Goal of the exercise »
Put the entries below into a Markdown table with the columns Row and Line, starting with the line that contains "Would you be able to point at the brown" and going on through the end of the entries. Give each line its own numbered row, and leave out blank lines and the pictures.

Provided material »
* * *
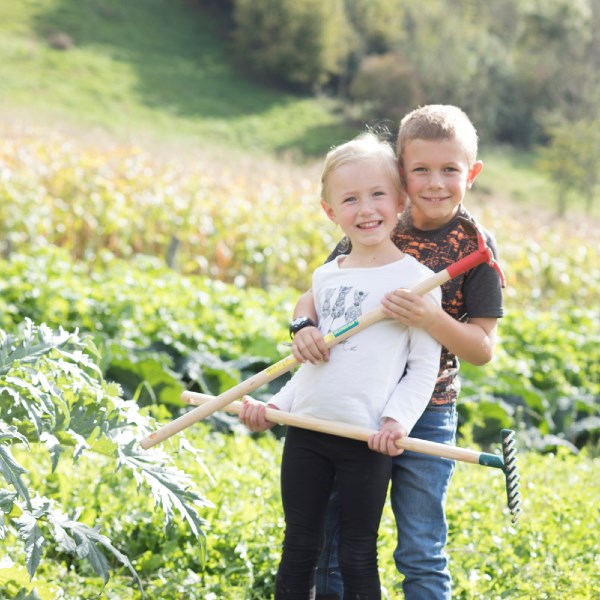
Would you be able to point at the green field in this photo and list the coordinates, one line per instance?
(140, 132)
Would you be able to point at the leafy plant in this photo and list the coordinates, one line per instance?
(53, 396)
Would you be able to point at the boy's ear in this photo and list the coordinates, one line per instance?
(328, 211)
(473, 172)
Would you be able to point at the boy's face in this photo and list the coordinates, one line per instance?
(363, 201)
(437, 176)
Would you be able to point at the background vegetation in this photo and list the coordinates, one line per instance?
(158, 218)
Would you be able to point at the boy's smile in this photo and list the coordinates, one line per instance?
(437, 176)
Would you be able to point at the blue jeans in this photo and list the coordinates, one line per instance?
(418, 495)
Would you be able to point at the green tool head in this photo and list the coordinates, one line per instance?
(513, 488)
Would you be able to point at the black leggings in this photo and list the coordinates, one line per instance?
(310, 462)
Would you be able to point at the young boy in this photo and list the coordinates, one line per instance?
(437, 157)
(381, 378)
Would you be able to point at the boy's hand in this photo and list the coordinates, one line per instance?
(252, 415)
(410, 309)
(383, 440)
(309, 345)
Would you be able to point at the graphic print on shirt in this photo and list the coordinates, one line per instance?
(342, 305)
(326, 311)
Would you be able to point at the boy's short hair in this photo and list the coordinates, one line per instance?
(366, 146)
(438, 122)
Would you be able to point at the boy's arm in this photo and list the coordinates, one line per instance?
(473, 341)
(308, 344)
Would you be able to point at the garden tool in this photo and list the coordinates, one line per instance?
(483, 254)
(507, 462)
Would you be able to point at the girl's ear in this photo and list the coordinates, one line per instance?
(473, 172)
(328, 211)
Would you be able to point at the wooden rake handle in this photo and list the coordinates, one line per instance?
(483, 254)
(362, 434)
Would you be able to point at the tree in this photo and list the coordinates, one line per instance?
(571, 159)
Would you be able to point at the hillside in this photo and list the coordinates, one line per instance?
(151, 70)
(156, 73)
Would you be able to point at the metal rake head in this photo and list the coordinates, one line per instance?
(511, 472)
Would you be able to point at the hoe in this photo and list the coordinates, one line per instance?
(209, 404)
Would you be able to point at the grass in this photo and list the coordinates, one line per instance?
(157, 73)
(149, 69)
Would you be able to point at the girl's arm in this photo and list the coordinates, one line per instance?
(473, 341)
(308, 344)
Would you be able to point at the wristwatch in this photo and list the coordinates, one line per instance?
(300, 323)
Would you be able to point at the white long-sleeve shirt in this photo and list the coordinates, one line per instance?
(385, 370)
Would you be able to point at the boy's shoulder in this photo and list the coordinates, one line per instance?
(441, 247)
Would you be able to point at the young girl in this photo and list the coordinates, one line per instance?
(381, 378)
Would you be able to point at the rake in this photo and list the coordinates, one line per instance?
(506, 463)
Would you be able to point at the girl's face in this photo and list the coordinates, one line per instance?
(363, 201)
(437, 176)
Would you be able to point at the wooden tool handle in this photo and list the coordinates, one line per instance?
(279, 368)
(344, 430)
(287, 363)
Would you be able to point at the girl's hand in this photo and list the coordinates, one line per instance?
(252, 415)
(384, 440)
(309, 345)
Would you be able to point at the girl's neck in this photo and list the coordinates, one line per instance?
(367, 256)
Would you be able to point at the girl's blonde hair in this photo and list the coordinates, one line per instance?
(366, 146)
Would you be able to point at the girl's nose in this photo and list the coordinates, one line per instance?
(435, 181)
(366, 206)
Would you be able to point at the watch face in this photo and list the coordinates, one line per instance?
(299, 323)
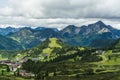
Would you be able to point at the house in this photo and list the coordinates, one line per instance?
(25, 74)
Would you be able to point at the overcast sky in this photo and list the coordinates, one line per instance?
(58, 13)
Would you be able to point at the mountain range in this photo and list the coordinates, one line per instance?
(94, 35)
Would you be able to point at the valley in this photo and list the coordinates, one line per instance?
(57, 55)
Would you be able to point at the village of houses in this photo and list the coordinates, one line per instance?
(13, 66)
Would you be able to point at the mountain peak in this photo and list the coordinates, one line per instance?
(71, 26)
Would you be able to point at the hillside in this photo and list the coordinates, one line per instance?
(9, 44)
(72, 35)
(29, 37)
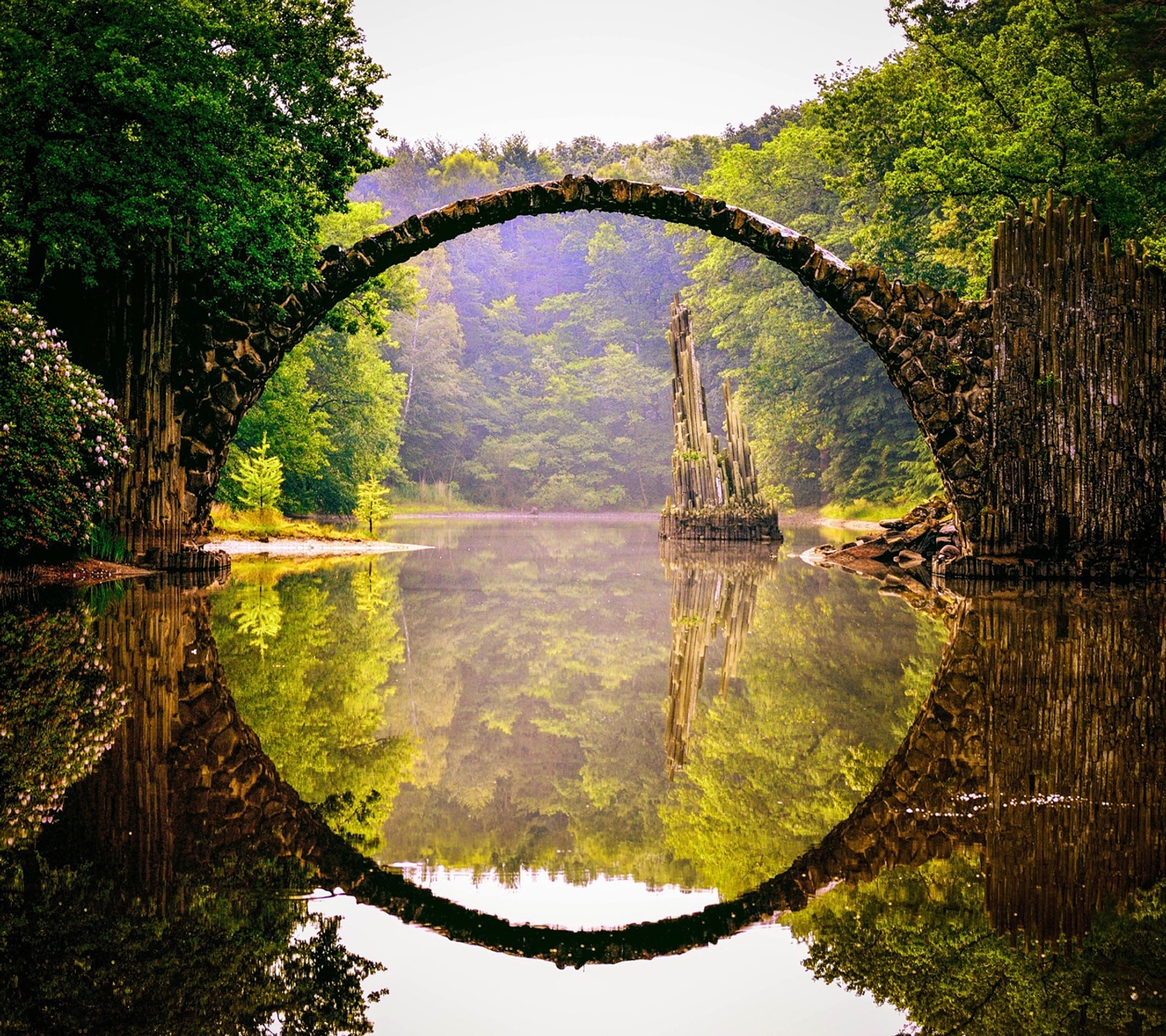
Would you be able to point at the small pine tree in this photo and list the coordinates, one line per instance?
(371, 503)
(260, 478)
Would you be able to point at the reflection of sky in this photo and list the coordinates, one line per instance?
(541, 898)
(752, 984)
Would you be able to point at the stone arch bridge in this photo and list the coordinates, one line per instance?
(1041, 404)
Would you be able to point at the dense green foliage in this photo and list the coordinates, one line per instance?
(307, 651)
(223, 130)
(372, 505)
(61, 442)
(332, 410)
(58, 710)
(536, 363)
(260, 478)
(920, 940)
(909, 165)
(79, 954)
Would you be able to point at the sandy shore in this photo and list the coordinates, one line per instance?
(308, 548)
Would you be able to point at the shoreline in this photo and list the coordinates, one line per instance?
(289, 546)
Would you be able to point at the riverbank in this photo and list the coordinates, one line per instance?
(279, 546)
(74, 573)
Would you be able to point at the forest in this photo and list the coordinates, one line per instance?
(525, 365)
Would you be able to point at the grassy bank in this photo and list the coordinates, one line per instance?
(256, 525)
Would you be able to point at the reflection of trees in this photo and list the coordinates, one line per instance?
(163, 900)
(316, 688)
(1041, 745)
(258, 614)
(920, 938)
(82, 954)
(58, 707)
(540, 669)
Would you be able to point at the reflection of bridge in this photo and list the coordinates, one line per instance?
(1043, 744)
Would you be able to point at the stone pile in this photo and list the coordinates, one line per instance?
(909, 546)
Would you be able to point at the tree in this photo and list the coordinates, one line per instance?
(827, 422)
(332, 408)
(116, 138)
(161, 165)
(260, 478)
(991, 105)
(371, 503)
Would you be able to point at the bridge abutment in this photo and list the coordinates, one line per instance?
(1073, 480)
(1043, 404)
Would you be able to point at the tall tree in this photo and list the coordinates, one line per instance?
(179, 151)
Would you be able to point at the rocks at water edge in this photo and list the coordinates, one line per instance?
(905, 550)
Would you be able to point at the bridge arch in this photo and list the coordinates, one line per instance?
(926, 340)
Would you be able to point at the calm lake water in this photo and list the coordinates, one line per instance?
(546, 777)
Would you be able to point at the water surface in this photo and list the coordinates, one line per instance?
(544, 748)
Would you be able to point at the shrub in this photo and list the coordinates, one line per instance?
(61, 441)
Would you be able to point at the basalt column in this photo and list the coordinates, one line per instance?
(145, 505)
(714, 492)
(1076, 458)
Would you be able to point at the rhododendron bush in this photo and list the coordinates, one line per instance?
(61, 442)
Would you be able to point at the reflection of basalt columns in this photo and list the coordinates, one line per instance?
(711, 590)
(1076, 756)
(714, 491)
(1043, 744)
(122, 809)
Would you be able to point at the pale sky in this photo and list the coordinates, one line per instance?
(623, 70)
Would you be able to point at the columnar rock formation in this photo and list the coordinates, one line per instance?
(1041, 404)
(714, 492)
(1071, 477)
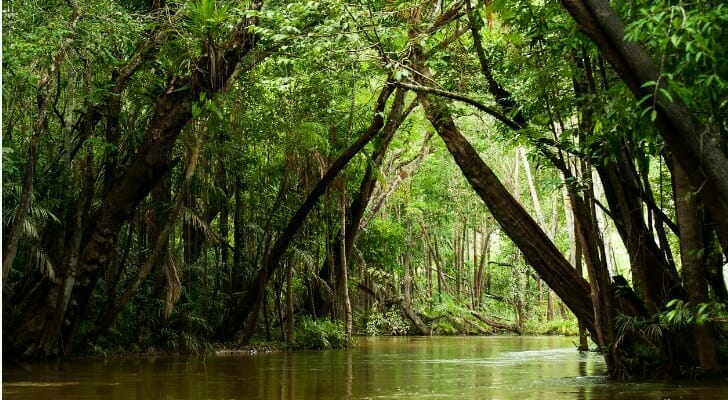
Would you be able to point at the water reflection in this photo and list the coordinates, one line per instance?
(380, 368)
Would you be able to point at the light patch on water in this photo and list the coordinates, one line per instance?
(40, 384)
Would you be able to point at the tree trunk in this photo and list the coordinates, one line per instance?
(692, 252)
(539, 251)
(245, 313)
(692, 144)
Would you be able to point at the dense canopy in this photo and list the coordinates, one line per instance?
(185, 174)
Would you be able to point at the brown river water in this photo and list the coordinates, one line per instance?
(498, 367)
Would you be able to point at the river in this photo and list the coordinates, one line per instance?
(497, 367)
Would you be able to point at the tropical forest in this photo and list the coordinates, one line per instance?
(194, 177)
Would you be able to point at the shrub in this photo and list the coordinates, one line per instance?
(320, 335)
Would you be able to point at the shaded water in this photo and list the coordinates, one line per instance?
(379, 368)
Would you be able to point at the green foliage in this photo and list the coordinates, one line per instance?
(679, 313)
(321, 334)
(390, 323)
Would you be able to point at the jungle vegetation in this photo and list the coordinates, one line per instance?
(184, 174)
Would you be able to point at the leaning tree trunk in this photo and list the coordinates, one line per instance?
(692, 144)
(245, 312)
(152, 160)
(535, 245)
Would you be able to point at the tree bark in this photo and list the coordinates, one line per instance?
(692, 252)
(245, 312)
(692, 144)
(539, 251)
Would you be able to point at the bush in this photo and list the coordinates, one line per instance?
(391, 323)
(313, 334)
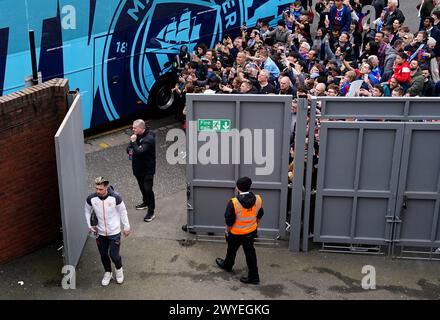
* * *
Answer in full »
| Row | Line |
|---|---|
| 1 | Would you be able to point at the brown river water in this photo and list the coordinates, one line per instance? |
| 2 | (498, 367) |
| 3 | Would you be able to point at the river in this photo and list the coordinates, one line per instance? |
| 4 | (497, 367) |
| 5 | Would you be able to point at the tropical forest in this photo and list the coordinates, one line per instance? |
| 6 | (194, 177) |
| 7 | Would you be able to point at the shrub in this photo and list the coordinates, one line per instance? |
| 8 | (320, 335) |
| 9 | Would you be able to point at the shaded water in this photo and list the coordinates, one line per instance? |
| 10 | (379, 368) |
| 11 | Would you be able to point at the green foliage in this photo and list the coordinates, one line per instance? |
| 12 | (679, 313) |
| 13 | (321, 334) |
| 14 | (390, 323) |
| 15 | Would you be able to point at the jungle vegetation in this photo and list the coordinates, one line per instance? |
| 16 | (184, 174) |
| 17 | Would you be able to point at the leaning tree trunk in this photo and list the coordinates, one line per instance? |
| 18 | (692, 144) |
| 19 | (245, 312) |
| 20 | (152, 160) |
| 21 | (535, 245) |
| 22 | Would you be able to point at the tree bark in this photo and list the coordinates, one line per instance? |
| 23 | (692, 252) |
| 24 | (245, 312) |
| 25 | (692, 144) |
| 26 | (539, 251) |
| 27 | Would you be able to point at the bush in this photo and list the coordinates, one line per instance? |
| 28 | (391, 323) |
| 29 | (313, 334) |